(EXERCISE MATERIAL)
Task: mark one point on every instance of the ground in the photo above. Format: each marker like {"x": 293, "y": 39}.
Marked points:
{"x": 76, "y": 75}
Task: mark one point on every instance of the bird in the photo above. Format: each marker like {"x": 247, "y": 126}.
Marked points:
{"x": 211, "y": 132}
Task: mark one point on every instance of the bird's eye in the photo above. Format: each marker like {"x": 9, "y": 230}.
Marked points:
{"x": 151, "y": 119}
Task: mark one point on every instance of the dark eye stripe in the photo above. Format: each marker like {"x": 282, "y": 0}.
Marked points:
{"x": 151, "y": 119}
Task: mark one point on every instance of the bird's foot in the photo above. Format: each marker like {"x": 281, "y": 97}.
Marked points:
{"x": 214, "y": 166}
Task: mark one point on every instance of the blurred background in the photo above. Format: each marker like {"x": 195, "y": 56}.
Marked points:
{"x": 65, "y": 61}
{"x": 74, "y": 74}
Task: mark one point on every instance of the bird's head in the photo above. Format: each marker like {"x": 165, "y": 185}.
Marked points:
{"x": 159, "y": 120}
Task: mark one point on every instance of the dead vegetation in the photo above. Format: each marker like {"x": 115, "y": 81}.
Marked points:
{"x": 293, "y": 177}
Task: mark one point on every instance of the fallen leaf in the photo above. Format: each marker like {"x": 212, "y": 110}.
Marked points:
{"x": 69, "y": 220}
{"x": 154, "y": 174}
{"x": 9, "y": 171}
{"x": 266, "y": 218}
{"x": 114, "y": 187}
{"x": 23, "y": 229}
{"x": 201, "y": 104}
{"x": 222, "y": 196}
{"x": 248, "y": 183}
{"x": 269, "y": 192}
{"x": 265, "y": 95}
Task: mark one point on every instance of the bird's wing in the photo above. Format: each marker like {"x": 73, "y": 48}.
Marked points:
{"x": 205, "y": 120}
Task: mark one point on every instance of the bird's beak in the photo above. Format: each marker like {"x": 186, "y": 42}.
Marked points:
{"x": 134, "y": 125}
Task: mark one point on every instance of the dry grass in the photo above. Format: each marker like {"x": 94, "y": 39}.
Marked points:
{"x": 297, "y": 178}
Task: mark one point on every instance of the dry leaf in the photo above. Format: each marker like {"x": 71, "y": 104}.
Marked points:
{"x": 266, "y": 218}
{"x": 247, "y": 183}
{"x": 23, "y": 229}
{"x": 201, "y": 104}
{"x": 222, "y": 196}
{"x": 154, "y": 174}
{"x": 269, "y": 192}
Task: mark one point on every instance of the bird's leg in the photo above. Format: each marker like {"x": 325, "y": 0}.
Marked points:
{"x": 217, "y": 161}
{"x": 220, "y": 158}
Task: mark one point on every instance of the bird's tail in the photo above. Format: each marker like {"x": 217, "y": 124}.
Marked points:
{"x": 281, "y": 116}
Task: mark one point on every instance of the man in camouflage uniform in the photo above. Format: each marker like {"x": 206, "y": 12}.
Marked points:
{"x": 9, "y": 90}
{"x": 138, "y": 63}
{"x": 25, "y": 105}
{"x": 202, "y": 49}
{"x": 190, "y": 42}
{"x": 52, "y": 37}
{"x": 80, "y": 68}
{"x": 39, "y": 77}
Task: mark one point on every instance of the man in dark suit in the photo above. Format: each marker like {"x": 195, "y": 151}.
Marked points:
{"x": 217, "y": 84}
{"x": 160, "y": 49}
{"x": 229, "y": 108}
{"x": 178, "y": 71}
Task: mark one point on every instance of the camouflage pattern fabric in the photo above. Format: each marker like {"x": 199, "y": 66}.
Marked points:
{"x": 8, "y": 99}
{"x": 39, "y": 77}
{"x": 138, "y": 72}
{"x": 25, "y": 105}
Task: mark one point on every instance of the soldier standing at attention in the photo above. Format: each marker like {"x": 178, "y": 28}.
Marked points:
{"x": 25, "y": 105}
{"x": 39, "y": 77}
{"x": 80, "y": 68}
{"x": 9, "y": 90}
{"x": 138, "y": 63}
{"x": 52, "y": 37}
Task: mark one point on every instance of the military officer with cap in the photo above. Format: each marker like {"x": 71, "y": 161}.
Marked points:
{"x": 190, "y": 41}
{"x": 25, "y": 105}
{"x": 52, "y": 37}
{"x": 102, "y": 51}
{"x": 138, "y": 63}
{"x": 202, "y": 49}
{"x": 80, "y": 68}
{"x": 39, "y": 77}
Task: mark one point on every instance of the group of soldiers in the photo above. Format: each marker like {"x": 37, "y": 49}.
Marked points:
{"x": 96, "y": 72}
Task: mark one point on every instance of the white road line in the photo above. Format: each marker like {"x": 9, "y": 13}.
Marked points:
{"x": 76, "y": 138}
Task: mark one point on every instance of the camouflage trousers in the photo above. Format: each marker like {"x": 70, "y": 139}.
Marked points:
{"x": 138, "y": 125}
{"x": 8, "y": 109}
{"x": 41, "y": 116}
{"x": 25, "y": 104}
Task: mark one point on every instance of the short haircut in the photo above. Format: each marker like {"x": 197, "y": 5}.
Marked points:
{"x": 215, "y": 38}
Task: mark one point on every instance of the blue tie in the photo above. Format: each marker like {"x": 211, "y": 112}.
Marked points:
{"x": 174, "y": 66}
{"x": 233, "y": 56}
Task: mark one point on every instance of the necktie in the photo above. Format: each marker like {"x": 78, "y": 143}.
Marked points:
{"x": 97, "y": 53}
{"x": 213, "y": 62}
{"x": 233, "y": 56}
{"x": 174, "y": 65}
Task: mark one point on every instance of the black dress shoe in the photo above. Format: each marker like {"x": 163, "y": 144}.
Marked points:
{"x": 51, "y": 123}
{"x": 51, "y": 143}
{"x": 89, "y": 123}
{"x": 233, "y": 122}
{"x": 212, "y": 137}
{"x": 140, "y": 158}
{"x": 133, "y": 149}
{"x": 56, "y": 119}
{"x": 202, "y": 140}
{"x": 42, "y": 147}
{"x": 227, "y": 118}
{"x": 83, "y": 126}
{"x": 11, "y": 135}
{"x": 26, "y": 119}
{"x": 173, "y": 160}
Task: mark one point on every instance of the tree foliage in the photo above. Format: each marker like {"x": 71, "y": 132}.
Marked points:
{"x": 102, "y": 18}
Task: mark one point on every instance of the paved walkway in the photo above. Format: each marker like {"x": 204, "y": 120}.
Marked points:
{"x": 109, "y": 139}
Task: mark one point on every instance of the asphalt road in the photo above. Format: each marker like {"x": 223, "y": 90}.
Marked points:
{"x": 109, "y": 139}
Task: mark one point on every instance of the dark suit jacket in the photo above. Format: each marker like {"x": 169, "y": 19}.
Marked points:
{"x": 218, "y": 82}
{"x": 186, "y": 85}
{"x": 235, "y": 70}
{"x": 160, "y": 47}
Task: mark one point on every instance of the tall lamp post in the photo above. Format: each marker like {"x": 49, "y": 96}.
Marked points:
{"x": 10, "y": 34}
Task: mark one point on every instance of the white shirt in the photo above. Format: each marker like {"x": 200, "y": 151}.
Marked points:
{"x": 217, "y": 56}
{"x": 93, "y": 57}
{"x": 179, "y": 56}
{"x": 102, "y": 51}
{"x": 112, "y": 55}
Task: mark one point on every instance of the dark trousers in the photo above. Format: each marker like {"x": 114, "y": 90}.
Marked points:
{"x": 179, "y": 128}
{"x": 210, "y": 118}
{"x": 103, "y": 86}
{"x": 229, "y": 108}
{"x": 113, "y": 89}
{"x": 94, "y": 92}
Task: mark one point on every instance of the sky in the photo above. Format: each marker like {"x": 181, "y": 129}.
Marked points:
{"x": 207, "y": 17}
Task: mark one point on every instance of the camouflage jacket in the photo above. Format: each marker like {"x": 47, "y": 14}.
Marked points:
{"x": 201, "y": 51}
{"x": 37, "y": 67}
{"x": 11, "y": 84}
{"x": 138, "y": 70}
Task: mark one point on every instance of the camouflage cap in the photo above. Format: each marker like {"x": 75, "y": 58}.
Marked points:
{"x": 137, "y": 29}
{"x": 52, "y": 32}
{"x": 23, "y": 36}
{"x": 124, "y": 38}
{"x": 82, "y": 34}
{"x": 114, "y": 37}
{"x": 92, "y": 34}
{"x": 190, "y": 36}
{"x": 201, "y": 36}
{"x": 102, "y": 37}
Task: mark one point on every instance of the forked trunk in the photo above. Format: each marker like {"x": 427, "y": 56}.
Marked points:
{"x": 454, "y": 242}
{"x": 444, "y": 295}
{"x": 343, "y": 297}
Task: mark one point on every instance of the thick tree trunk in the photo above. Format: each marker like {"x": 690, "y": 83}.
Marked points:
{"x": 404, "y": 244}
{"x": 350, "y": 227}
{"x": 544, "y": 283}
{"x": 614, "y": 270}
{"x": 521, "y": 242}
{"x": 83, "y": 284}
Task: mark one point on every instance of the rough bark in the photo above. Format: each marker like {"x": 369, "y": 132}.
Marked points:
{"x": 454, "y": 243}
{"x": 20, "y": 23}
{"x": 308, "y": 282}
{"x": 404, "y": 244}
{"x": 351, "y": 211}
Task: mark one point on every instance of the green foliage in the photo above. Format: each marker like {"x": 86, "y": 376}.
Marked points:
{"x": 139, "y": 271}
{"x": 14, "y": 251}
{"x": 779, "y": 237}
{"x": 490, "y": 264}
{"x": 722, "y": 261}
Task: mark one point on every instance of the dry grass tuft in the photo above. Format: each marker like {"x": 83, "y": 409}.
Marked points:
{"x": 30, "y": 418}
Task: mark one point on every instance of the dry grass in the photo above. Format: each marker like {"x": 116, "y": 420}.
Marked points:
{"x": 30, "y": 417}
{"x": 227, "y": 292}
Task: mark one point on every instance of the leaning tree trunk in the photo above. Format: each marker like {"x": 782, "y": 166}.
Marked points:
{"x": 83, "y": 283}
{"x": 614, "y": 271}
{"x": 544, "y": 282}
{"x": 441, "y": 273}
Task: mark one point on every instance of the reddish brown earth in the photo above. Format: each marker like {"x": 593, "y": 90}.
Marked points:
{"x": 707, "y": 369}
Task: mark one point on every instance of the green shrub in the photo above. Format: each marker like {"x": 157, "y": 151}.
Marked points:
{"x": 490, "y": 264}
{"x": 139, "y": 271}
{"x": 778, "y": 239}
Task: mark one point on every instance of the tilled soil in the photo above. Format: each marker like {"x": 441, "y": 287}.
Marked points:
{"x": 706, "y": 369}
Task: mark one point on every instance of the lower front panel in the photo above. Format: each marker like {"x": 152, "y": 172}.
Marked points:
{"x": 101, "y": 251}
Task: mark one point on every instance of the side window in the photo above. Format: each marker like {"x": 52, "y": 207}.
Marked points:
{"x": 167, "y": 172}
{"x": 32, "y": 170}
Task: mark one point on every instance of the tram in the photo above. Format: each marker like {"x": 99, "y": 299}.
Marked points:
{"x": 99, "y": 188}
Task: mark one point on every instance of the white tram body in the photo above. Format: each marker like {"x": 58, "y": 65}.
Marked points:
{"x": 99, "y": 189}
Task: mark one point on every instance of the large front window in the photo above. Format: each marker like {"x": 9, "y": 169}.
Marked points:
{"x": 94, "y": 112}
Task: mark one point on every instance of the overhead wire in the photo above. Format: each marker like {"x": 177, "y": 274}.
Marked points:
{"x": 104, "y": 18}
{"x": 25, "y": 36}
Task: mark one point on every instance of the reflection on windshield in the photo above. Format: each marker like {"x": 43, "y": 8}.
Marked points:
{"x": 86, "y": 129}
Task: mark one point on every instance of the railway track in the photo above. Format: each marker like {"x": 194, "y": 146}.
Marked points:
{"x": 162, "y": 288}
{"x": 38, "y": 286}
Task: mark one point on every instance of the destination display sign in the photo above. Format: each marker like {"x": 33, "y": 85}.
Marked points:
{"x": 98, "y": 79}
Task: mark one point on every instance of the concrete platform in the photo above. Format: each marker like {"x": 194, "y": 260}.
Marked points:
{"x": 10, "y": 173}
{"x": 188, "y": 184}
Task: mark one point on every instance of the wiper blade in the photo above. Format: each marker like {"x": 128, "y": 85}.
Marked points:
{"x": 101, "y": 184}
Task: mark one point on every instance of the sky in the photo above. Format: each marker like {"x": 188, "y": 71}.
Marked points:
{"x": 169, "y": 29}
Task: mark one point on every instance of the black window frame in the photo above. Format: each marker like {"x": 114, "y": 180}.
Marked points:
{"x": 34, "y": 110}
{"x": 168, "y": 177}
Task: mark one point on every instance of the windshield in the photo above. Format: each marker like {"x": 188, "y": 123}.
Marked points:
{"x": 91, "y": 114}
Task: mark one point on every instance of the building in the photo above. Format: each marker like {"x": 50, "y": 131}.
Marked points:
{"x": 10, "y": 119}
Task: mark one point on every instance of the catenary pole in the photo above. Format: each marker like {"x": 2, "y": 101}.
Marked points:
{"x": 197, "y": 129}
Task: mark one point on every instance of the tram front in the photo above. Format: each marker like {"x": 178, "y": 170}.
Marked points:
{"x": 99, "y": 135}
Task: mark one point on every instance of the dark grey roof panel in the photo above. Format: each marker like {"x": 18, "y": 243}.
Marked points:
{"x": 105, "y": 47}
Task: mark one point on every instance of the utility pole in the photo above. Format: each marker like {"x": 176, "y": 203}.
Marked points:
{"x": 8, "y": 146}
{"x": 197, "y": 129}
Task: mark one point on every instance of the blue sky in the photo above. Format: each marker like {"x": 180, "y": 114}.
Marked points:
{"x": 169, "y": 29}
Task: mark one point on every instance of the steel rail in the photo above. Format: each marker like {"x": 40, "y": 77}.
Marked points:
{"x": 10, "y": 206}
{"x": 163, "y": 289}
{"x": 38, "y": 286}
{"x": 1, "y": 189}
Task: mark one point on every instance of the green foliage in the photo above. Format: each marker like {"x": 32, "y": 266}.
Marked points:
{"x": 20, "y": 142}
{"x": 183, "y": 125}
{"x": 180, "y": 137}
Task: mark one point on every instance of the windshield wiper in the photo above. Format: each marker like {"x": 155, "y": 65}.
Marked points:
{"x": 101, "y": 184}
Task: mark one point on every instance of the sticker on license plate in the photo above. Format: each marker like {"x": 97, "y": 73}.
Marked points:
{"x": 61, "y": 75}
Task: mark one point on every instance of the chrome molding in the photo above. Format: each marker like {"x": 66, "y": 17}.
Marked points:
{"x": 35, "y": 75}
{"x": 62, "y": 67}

(GIVEN INSTRUCTION) Lay out the lines from the one containing "Task: mark one point on every instance of the windshield wiper" through the end of the entries as a Markdown table with the columns Row and Text. Number each row and leave out any blank lines.

(REPLY)
| Row | Text |
|---|---|
| 1 | Task: mark one point on every instance of the windshield wiper in the photo above. Format: each marker like {"x": 155, "y": 65}. |
| 2 | Marked points: |
| 3 | {"x": 101, "y": 184} |
| 4 | Task: mark one point on every instance of the sticker on license plate in the photo above. Format: each marker like {"x": 97, "y": 73}. |
| 5 | Marked points: |
| 6 | {"x": 61, "y": 75} |
| 7 | Task: mark one point on every instance of the chrome molding in the photo above. Format: each marker like {"x": 66, "y": 17}. |
| 8 | Marked points: |
| 9 | {"x": 35, "y": 75} |
| 10 | {"x": 62, "y": 67} |